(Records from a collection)
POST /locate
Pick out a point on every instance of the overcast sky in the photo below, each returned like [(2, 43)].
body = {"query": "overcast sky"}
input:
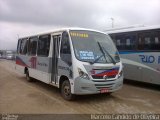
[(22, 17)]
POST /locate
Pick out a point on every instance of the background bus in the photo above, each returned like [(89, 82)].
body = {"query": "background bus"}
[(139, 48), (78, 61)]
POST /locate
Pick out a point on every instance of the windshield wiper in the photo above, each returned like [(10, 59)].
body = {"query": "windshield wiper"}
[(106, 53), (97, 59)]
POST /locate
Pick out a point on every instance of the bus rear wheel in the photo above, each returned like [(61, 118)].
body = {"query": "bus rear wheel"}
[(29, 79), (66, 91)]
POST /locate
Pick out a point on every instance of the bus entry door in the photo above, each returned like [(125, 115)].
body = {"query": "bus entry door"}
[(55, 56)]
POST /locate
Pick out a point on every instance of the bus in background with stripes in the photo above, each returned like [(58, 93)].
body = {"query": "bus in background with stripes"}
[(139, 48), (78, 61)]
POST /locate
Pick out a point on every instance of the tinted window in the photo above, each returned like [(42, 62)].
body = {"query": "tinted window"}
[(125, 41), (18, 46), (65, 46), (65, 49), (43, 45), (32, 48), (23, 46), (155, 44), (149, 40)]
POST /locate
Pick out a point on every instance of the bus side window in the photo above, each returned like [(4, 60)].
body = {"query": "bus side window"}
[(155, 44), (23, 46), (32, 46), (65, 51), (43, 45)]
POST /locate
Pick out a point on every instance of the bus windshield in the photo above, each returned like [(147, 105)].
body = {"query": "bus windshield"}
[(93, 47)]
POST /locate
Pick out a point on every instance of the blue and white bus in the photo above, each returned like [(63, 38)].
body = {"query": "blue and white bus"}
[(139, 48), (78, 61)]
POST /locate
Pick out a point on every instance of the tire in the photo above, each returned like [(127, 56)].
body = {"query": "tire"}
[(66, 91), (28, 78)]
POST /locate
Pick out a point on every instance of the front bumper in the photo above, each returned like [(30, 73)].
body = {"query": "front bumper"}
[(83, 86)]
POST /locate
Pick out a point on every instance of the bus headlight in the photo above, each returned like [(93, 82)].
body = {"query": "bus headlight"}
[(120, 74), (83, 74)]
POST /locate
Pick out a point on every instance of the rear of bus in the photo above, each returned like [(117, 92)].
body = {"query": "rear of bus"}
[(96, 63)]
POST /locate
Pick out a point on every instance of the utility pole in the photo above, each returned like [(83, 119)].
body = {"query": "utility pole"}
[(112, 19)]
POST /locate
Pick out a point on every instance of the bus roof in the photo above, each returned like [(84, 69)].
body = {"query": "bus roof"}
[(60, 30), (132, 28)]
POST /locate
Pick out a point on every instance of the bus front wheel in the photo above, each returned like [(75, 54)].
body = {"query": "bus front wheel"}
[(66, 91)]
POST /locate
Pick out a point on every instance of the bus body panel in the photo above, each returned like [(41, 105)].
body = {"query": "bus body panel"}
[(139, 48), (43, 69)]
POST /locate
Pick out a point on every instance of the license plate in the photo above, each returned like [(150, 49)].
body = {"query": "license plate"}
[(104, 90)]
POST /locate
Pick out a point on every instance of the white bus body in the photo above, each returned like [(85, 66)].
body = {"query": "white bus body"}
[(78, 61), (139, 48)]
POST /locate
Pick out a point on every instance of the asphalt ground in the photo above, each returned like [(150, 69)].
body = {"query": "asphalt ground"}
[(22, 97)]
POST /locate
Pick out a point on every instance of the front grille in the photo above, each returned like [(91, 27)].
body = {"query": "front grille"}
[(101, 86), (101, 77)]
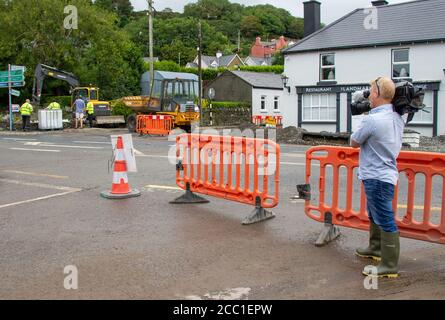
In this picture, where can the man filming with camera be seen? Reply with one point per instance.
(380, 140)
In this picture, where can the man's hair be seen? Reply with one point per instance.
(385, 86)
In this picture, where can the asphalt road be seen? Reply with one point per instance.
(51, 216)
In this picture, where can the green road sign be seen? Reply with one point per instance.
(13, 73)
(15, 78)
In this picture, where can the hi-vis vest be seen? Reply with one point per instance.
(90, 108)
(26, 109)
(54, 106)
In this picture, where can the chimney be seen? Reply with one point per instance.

Task requirements → What is needed is a verbatim copy of every entry, with the pictures omitted.

Reply →
POST /locate
Pick out a point on every instance of the overcast sky in the photo below, each returned like [(2, 43)].
body = {"query": "overcast sky"}
input:
[(22, 17)]
POST /locate
Pick out a point on every instance of the background bus in the photo above, each returned like [(89, 82)].
body = {"query": "background bus"}
[(139, 48), (78, 61)]
POST /locate
Pick out a point on every instance of the windshield wiper in the photo above, each returned like [(10, 59)].
body = {"query": "windshield wiper"}
[(106, 53), (97, 59)]
POST /locate
Pick out a point on every instance of the bus rear wheel in the photo above, each returned like [(61, 118)].
body = {"query": "bus rear wheel"}
[(29, 79), (66, 91)]
POST /locate
Pick out a point on every instance of the bus entry door in the photo above, each returned like [(125, 115)].
body = {"query": "bus entry door"}
[(55, 56)]
POST /locate
Pick out a point on every instance of the bus in background with stripes in the photo above, each returned like [(58, 93)].
body = {"query": "bus in background with stripes"}
[(139, 48), (78, 61)]
POST /locate
Pick out a point on every instance of the tinted window in the photo above, each returned like [(42, 62)].
body = {"query": "tinted window"}
[(125, 41), (18, 46), (65, 46), (65, 49), (43, 45), (32, 48), (23, 46), (155, 44), (149, 40)]
POST /locate
Pick out a point on every instance of the bus side window in the photo above, each returned like [(4, 60)].
body = {"query": "bus side window"}
[(155, 44), (23, 46), (32, 46), (65, 51), (43, 45)]
POST /locate
Pick out a point on every instance of the bus windshield in the photo above, each returned like [(147, 105)].
body = {"query": "bus windshield"}
[(93, 47)]
POST /locate
Pick out a point on every instance of the blue and white bus in the photo above, each returned like [(63, 38)].
body = {"query": "blue and white bus"}
[(139, 48), (78, 61)]
POST /locate
Pick out a point on every instance of the tire in the photo above, each returned like [(127, 56)].
body = {"query": "tire"}
[(66, 91), (28, 78)]
POST /locate
Pick out a point on every instance of the front bumper in the photo above, each returned like [(30, 73)].
body = {"query": "front bumper"}
[(83, 86)]
POST /locate
Pick out a point on every instance of the bus headlight in the photo above, each returned like [(93, 82)].
body = {"query": "bus headlight"}
[(120, 74), (83, 74)]
POST /locate
Pick out a point on every instance of the rear of bus in the photo above, each returned like [(117, 92)].
body = {"query": "rear of bus"}
[(96, 63)]
POST /locate
Pick out a point on every instance of the utility pole in the photo above, each returned like [(83, 119)].
body = {"query": "utility pole"}
[(112, 19)]
POST /locate
Pick out a point on every instance of the bus roof in the photo above, each returned like [(84, 69)].
body = {"query": "bus roof"}
[(60, 30), (132, 28)]
POST /locate
Pick out a point on every instance of the bus front wheel in the photo above, each returned like [(75, 54)].
body = {"query": "bus front wheel"}
[(66, 91)]
POST /locate
Pick out a point on every instance of the bus body panel in the photo above, each returned like [(41, 105)].
body = {"query": "bus body panel"}
[(139, 48), (43, 69)]
POST /locate
Pick out a point on every instance of the license plate in the photo above, each returned like [(150, 49)].
body = {"query": "license plate"}
[(104, 90)]
POST /locate
Pick out a point on every instance of the white bus body in the photo above, each returned like [(85, 66)].
body = {"query": "white bus body"}
[(78, 61), (139, 48)]
POST /locate
Pick out a point on every instance of the asphalt ground in the photo above, each returned like [(150, 69)].
body = {"query": "asphalt ground"}
[(22, 97)]
POST /locate
Pick out a point on every instance of the front grille in the photo above, each returned like [(91, 27)].
body = {"query": "front grille"}
[(101, 86), (101, 77)]
In this picture, where can the man filming with camera be seen? Reply with one point per instance.
(380, 140)
In this picture, where can the man's hair be seen? Reply with one point per instance.
(385, 86)
In this picture, where can the asphalt road be seen? Reply with one point per instance.
(51, 216)
In this picture, where can the green road sign be seen? Reply with one point per instance.
(13, 73)
(15, 78)
In this picture, where can the hi-vis vest be seen? Reply with one point per instance.
(90, 108)
(26, 109)
(54, 106)
In this picture, where can the chimney be seen? Reply with one point per instance.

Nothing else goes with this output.